Objetivo 1: No trecho sobre o art. 366 do CPP, para quem esse artigo prevê a suspensão do processo e do prazo prescricional?
Objetivo 2: Resuma em duas frases o trecho sobre o art. 366 do CPP.
Objetivo 3: Retome o trecho sobre o art. 366 do CPP, dando sequência logo após a última frase apresentada.

::: Trecho para leitura

A constituição prévia de advogado pelo réu obsta a suspensão do processo penal nos termos do art. 366, cpp?

Leia nesta página:

INTRODUÇÃO.

O art. 366 prevê a suspensão do processo e do prazo prescricional para o acusado que, após a citação por edital, não comparece nem constitui advogado.

Uma questão com a qual pode se deparar o intérprete é: a constituição prévia de advogado pelo acusado, antes da perfectibilização da citação por edital, é suficiente para que o processo prossiga sem a suspensão prevista no art. 366, CPP?

A questão pode parecer meramente teórica, mas a prática revela que muitos investigados constituem advogados exclusivamente para acompanhar o inquérito policial. Uma leitura apressada do art. 366, CPP, poderia sugerir que essa constituição de advogado bastaria para obstar a suspensão do processo na hipótese de citação do réu por edital. Não é, todavia, a interpretação que mais se adequa ao sistema Constitucional estabelecido pela Constituição de 1988. É o que se pretende demonstrar nesse artigo.

DA IMPOSSIBILIDADE DE SE OBSTAR A SUSPENSÃO DO PROCESSO EM RAZÃO DE CONSTITUIÇÃO PRÉVIA DE DEFENSOR.

A necessidade de suspensão do processo no caso de réu citado por edital – modalidade de citação ficta – decorre da impossibilidade de certeza sobre a ciência efetiva do processo após o ato citatório.

Nesse sentido, ao comentar referido dispositivo legal, ensina Eugênio Pacelli: “Se o ato citatório é indispensável para a regularidade do feito, uma vez que é ele que possibilita ao réu não só o conhecimento da demanda, mas a oportunidade do exercício da ampla defesa, do contraditório, do direito ao silêncio e das demais garantias processuais individuais, não há dúvida de que semelhante modalidade de citação não cumpre o seu destino, na maioria das vezes”.1

Isto é: o Código reconhece que a citação por edital não é meio de efetiva ciência do acusado e, por isso, impede que o processo tenha curso sem sua efetiva ciência.

::::::
::: Linhas de dados

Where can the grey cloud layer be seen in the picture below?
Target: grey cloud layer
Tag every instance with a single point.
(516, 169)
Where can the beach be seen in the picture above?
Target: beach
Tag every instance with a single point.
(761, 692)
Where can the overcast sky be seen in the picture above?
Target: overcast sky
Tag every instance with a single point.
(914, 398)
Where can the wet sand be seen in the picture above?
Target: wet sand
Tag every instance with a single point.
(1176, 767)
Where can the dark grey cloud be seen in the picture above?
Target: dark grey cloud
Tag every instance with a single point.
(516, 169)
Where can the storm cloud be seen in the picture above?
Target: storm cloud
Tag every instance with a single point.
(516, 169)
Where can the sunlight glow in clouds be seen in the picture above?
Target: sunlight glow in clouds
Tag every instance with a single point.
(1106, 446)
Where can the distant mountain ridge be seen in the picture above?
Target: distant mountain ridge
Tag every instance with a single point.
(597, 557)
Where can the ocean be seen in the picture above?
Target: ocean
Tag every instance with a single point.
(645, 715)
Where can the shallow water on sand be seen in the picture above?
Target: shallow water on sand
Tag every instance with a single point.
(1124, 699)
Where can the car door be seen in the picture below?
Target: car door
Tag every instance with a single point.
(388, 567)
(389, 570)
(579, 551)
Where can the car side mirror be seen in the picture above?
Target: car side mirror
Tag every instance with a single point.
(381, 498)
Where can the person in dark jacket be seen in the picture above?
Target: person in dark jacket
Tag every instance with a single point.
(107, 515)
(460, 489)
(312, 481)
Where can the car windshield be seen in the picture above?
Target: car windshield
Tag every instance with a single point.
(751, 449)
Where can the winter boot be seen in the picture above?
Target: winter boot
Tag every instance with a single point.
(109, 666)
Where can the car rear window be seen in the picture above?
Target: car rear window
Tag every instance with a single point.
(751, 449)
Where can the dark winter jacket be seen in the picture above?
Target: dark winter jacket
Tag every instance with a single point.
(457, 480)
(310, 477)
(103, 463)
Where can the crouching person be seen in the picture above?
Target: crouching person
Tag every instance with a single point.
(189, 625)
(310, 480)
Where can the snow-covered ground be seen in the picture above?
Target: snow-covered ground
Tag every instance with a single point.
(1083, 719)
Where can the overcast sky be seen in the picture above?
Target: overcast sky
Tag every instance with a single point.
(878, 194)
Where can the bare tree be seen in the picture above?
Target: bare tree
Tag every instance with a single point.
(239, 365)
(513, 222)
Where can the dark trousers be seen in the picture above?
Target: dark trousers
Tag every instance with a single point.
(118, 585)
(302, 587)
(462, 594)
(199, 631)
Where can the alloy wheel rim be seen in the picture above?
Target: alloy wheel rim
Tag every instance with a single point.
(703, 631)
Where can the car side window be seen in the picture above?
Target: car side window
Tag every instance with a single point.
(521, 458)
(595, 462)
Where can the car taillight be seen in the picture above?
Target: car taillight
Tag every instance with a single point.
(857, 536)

::::::

Resultado 1: Para o acusado que, após a citação por edital, não comparece nem constitui advogado.

Resultado 2: O art. 366 do CPP prevê a suspensão do processo e do prazo prescricional para o acusado citado por edital que não comparece nem constitui advogado, e surge a questão de saber se a constituição prévia de advogado, feita por muitos investigados apenas para acompanhar o inquérito policial, basta para impedir essa suspensão. O texto sustenta que essa leitura não se adequa ao sistema estabelecido pela Constituição de 1988, pois a citação por edital não é meio de efetiva ciência do acusado.

Resultado 3:
Nesse sentido, a doutrina de Renato Brasileiro: “O objetivo do dispositivo é evidente: visa assegurar uma atuação efetiva e concreta do contraditório e da ampla defesa De fato, sobretudo em casos de nomeação de defensor público ou advogado dativo, a citação por edital do acusado, com ulterior decretação de revelia, tal qual ocorrida anteriormente, inviabilizava por demais o exercício da ampla defesa, na medida em que impossibilitava que o acusado apresentasse ao juiz sua versão a respeito do fato da imputação, cerceando também o direito de acompanhar, ao lado de seu defensor, os atos da instrução processo2.

De mais a mais, cumpre consignar que o advogado constituído não pode, em nenhuma hipótese, receber citação em nome do réu, se no instrumento de mandato não houver expressamente cláusula com outorga de poderes especiais para tanto. Aqui, importante lembrar que o art. 105 do Código de Processo Civil exige poderes especiais para receber citação – que devem estar expressamente previstos no instrumento de mandato.

Caso a procuração preveja expressamente poderes para receber citação e o advogado continue a atuar em favor do cliente após a citação, o problema aqui estudado fica superado. Porém, não é o que ordinariamente acontece.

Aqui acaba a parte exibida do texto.